#### Given task
Copy out the records below with each "Target" swapped for "Object" and every other word left as it is. Leave the pictures out of your copy.

#### Material for this exercise
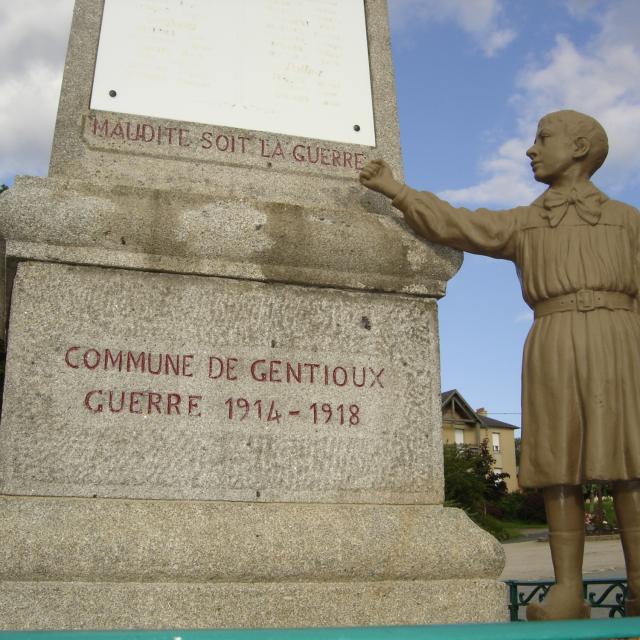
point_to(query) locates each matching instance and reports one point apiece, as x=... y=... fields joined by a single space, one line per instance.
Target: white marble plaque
x=295 y=67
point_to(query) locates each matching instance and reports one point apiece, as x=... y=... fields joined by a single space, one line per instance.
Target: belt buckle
x=584 y=300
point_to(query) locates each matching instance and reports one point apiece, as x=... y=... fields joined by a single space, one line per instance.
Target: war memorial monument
x=222 y=391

#### Finished exercise
point_to(query) locates each matching instance and reports one point apiece, as x=... y=... fields joined by a single space, one line per instance.
Object: white marble plaque
x=295 y=67
point_to(query) locates each matching instance and reports one point apiece, as x=... y=... fields joined by a single space, one line per instance.
Object: belt buckle
x=584 y=300
point_to(query) locates each matching instance and reports one point apiece, as x=... y=... fields joined by a single space, one line per instance.
Object: war memorial monument
x=222 y=391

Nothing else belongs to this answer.